Task data →

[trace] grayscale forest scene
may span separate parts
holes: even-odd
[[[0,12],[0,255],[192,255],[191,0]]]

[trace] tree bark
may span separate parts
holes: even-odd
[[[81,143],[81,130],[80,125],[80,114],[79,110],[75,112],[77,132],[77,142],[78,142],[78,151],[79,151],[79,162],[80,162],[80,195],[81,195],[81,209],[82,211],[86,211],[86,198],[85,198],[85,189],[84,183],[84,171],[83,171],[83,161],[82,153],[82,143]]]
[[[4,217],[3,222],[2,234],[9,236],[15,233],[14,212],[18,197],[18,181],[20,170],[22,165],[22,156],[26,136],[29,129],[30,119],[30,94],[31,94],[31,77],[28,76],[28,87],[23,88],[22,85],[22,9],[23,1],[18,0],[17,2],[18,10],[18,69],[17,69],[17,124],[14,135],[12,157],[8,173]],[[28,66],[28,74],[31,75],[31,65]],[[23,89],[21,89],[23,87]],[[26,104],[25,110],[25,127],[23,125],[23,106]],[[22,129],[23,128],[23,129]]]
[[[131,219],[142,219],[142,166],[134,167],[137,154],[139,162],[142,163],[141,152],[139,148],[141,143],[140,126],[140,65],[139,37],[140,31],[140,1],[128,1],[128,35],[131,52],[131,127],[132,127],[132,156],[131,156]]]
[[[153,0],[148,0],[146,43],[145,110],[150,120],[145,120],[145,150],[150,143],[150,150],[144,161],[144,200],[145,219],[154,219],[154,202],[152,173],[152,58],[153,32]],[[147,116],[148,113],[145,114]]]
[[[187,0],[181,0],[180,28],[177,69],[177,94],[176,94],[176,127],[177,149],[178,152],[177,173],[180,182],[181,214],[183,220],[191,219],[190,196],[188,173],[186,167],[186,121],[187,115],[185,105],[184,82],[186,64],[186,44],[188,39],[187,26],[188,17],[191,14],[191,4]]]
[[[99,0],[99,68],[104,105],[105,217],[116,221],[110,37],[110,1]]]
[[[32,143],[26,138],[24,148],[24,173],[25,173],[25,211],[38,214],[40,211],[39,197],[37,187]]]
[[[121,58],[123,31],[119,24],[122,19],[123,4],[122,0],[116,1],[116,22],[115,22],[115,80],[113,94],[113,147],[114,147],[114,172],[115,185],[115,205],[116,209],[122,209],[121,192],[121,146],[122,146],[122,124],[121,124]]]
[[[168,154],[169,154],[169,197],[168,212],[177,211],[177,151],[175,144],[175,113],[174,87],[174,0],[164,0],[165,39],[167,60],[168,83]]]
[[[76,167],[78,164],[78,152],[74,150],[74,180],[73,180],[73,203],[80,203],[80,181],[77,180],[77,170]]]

Task brief → Retype every entry above line for line, with no changes.

Output of the exercise →
[trace] grayscale forest scene
may span separate parts
holes: even-odd
[[[0,12],[0,255],[192,255],[191,0]]]

[trace] tree bark
may span separate parts
holes: even-odd
[[[81,143],[81,130],[80,125],[80,114],[79,110],[75,112],[77,132],[77,142],[78,142],[78,151],[79,151],[79,162],[80,162],[80,195],[81,195],[81,209],[82,211],[86,211],[86,198],[85,198],[85,189],[84,183],[84,171],[83,171],[83,161],[82,153],[82,143]]]
[[[4,217],[3,222],[2,234],[9,236],[15,233],[14,212],[18,197],[18,181],[20,170],[22,165],[22,156],[26,136],[29,129],[30,119],[30,94],[31,94],[31,77],[28,76],[28,87],[23,88],[22,85],[22,9],[23,1],[18,0],[17,2],[18,10],[18,69],[17,69],[17,124],[14,135],[12,157],[8,173]],[[28,66],[28,74],[31,75],[31,65]],[[23,89],[21,89],[23,87]],[[26,104],[25,110],[25,127],[23,125],[23,106]],[[22,129],[23,128],[23,129]]]
[[[131,219],[142,219],[142,166],[134,167],[137,154],[139,162],[142,163],[141,152],[139,148],[141,143],[140,126],[140,65],[139,37],[140,31],[140,1],[128,1],[128,35],[131,52],[131,127],[132,127],[132,156],[131,156]]]
[[[153,0],[148,0],[146,43],[145,110],[150,120],[145,120],[145,150],[150,143],[150,150],[144,161],[144,200],[145,219],[154,219],[154,202],[152,173],[152,58],[153,32]],[[147,116],[148,113],[145,114]]]
[[[187,0],[181,0],[180,28],[177,69],[177,94],[176,94],[176,127],[177,149],[178,152],[177,173],[180,182],[181,214],[183,220],[191,219],[190,196],[188,173],[186,167],[186,121],[187,115],[185,105],[184,82],[186,64],[186,44],[188,39],[187,26],[188,17],[191,14],[191,4]]]
[[[99,0],[99,68],[104,105],[105,217],[116,221],[110,37],[110,1]]]
[[[32,143],[26,138],[24,148],[24,173],[25,173],[25,211],[38,214],[40,211],[39,197],[37,187]]]
[[[121,58],[123,31],[119,24],[122,19],[123,4],[122,0],[116,1],[116,22],[115,22],[115,80],[113,94],[113,147],[114,147],[114,172],[115,185],[115,205],[116,209],[122,209],[121,192],[121,146],[122,146],[122,124],[121,124]]]
[[[168,154],[169,154],[169,197],[168,212],[177,211],[177,151],[175,144],[175,113],[174,87],[174,0],[164,0],[165,39],[167,60],[168,83]]]
[[[76,167],[78,164],[78,152],[74,150],[74,180],[73,180],[73,203],[80,203],[80,181],[77,180],[77,170]]]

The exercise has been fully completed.